Print the listing below in its entirety, character for character.

**Source data**
++++++++
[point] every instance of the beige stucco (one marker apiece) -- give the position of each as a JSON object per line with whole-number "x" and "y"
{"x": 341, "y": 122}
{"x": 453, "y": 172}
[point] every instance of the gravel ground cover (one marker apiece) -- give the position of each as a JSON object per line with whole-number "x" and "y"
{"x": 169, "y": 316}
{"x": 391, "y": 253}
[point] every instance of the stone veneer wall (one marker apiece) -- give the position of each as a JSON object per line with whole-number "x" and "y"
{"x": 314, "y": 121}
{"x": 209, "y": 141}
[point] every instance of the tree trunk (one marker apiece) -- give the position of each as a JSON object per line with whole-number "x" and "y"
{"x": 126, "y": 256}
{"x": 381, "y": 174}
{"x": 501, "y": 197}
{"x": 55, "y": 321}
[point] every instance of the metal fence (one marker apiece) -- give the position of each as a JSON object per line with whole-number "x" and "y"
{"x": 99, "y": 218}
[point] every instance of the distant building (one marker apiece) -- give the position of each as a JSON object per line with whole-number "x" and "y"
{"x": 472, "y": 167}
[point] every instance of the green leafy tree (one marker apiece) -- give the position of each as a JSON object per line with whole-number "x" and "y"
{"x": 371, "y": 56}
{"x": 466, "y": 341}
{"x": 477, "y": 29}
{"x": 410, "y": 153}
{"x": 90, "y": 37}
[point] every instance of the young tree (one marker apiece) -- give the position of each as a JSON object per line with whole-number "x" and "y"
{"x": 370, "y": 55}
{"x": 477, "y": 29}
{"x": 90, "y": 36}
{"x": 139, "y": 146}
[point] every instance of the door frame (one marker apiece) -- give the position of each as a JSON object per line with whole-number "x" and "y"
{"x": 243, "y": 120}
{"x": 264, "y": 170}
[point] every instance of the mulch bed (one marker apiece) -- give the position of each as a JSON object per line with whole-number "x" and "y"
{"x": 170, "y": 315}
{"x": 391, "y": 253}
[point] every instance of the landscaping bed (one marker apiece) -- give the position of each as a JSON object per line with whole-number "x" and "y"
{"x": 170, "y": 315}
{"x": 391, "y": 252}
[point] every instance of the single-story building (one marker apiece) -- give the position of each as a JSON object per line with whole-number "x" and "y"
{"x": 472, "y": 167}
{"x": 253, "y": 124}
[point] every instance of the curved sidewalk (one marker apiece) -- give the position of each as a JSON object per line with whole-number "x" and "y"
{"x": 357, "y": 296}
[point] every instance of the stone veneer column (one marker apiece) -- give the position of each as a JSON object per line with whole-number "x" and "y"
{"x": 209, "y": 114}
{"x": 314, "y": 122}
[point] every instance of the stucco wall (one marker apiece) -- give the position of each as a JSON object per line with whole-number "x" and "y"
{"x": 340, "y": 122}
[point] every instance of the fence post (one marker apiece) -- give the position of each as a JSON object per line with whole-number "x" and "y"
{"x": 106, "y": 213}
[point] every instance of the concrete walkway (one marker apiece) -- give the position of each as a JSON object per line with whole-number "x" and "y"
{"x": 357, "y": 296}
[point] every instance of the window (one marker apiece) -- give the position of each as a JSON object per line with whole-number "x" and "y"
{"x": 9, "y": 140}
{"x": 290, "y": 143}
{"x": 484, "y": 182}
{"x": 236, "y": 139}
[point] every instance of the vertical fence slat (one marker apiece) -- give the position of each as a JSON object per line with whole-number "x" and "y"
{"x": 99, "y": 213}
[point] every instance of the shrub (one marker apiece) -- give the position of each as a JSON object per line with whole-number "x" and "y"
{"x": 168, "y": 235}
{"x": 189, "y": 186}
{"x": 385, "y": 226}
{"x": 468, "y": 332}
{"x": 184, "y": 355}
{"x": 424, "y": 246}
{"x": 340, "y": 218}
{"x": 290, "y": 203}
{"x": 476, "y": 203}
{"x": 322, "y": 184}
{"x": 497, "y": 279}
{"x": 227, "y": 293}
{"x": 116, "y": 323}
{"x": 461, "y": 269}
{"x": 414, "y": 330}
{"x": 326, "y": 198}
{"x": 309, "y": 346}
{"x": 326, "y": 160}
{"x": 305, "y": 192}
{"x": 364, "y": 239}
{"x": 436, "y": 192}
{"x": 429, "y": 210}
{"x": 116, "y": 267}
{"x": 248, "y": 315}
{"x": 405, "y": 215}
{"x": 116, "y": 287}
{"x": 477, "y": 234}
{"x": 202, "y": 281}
++++++++
**Result for this task**
[point] every instance of the beige stucco (one marker apiece) -- give the position of each as a JSON object per line with whole-number "x" and "y"
{"x": 341, "y": 122}
{"x": 453, "y": 172}
[point] every instance of the gravel ground cover (one marker apiece) -- give the position of each as a JSON object per line with whole-number "x" and "y"
{"x": 169, "y": 316}
{"x": 391, "y": 253}
[point] every instance of the stone veneer wall (one marker apiece) -- give the position of each as a JSON object per line with whole-number "x" and "y"
{"x": 314, "y": 121}
{"x": 209, "y": 141}
[point] every instance of the tree trunk (one marker apiece) -- give the position of each as a JSON object per line with whole-number "x" and "y"
{"x": 126, "y": 256}
{"x": 381, "y": 174}
{"x": 501, "y": 197}
{"x": 55, "y": 321}
[point] every instance of the metal fence (one marker apiece) -- give the position of each as a JSON object per line with whole-number "x" and "y"
{"x": 99, "y": 218}
[point] every instance of the distant building (one marker apiece) -- give the position of each as a JSON object per line with whole-number "x" and "y"
{"x": 472, "y": 167}
[point] every instance of the green leafy tree (one marker apiece) -- give the position of each as a JSON object per line with whole-number "x" and "y"
{"x": 371, "y": 56}
{"x": 466, "y": 341}
{"x": 477, "y": 29}
{"x": 410, "y": 153}
{"x": 90, "y": 37}
[point] every instance of the young tree (one marker apiece) -- give the position of each as a JSON object per line with whole-number "x" and "y"
{"x": 370, "y": 55}
{"x": 477, "y": 29}
{"x": 90, "y": 36}
{"x": 139, "y": 146}
[point] every instance of the door frame (one marker apiece) -- give the position of each as a JSON object per line with whole-number "x" and "y"
{"x": 243, "y": 120}
{"x": 264, "y": 170}
[point] every instance of the mulch bed (one marker apiece) -- give the position of each as a JSON object per line with whole-number "x" and "y"
{"x": 170, "y": 315}
{"x": 391, "y": 253}
[point] every instance of the landscaping bed (one marker apiece) -- give the position of each as a JSON object per line with whole-number "x" and "y"
{"x": 170, "y": 315}
{"x": 391, "y": 252}
[point] every instance of the single-story building (one marker apiece) -- give the position of each as a JSON object per line with whole-number "x" and "y"
{"x": 472, "y": 167}
{"x": 253, "y": 124}
[point] every instance of the curved sidewalk (one marker apiece) -- give the position of each as a JSON object per line with whole-number "x" and "y"
{"x": 357, "y": 296}
[point] every instance of the stone veneer column (one marker apiece) -- give the position of each as a JSON object per line with whole-number "x" and "y"
{"x": 209, "y": 114}
{"x": 314, "y": 122}
[point] every instance of the stucco wall (one marker apiece) -- give the position of each as a JSON object per line with whole-number "x" and "y"
{"x": 340, "y": 122}
[point] every instance of the fence post (one marker apiece) -- give the position of each as a JSON object per line with whole-number "x" and "y"
{"x": 106, "y": 213}
[point] every instance of the concrete walkway (one marker apiece) -- give the position of each as a JSON object per line with whole-number "x" and "y"
{"x": 357, "y": 296}
[point] every instance of the window (one marker apiece) -- give the position of each as a JSON object per line with whole-number "x" and "y"
{"x": 9, "y": 140}
{"x": 290, "y": 143}
{"x": 484, "y": 182}
{"x": 236, "y": 139}
[point] every instance of the vertical fence slat (one marker apiece) -- give the position of each as a JSON object per line with whole-number "x" and "y"
{"x": 99, "y": 213}
[point] every instance of the shrub (one marker apiece) -- give the position of each as a JSON object per line with whole-number "x" and "y"
{"x": 168, "y": 235}
{"x": 189, "y": 186}
{"x": 385, "y": 226}
{"x": 468, "y": 332}
{"x": 184, "y": 355}
{"x": 424, "y": 246}
{"x": 340, "y": 218}
{"x": 290, "y": 203}
{"x": 476, "y": 203}
{"x": 322, "y": 184}
{"x": 497, "y": 279}
{"x": 227, "y": 293}
{"x": 116, "y": 323}
{"x": 461, "y": 269}
{"x": 414, "y": 330}
{"x": 326, "y": 198}
{"x": 309, "y": 346}
{"x": 326, "y": 160}
{"x": 305, "y": 192}
{"x": 364, "y": 239}
{"x": 436, "y": 192}
{"x": 429, "y": 210}
{"x": 116, "y": 267}
{"x": 248, "y": 315}
{"x": 405, "y": 215}
{"x": 116, "y": 287}
{"x": 477, "y": 234}
{"x": 202, "y": 281}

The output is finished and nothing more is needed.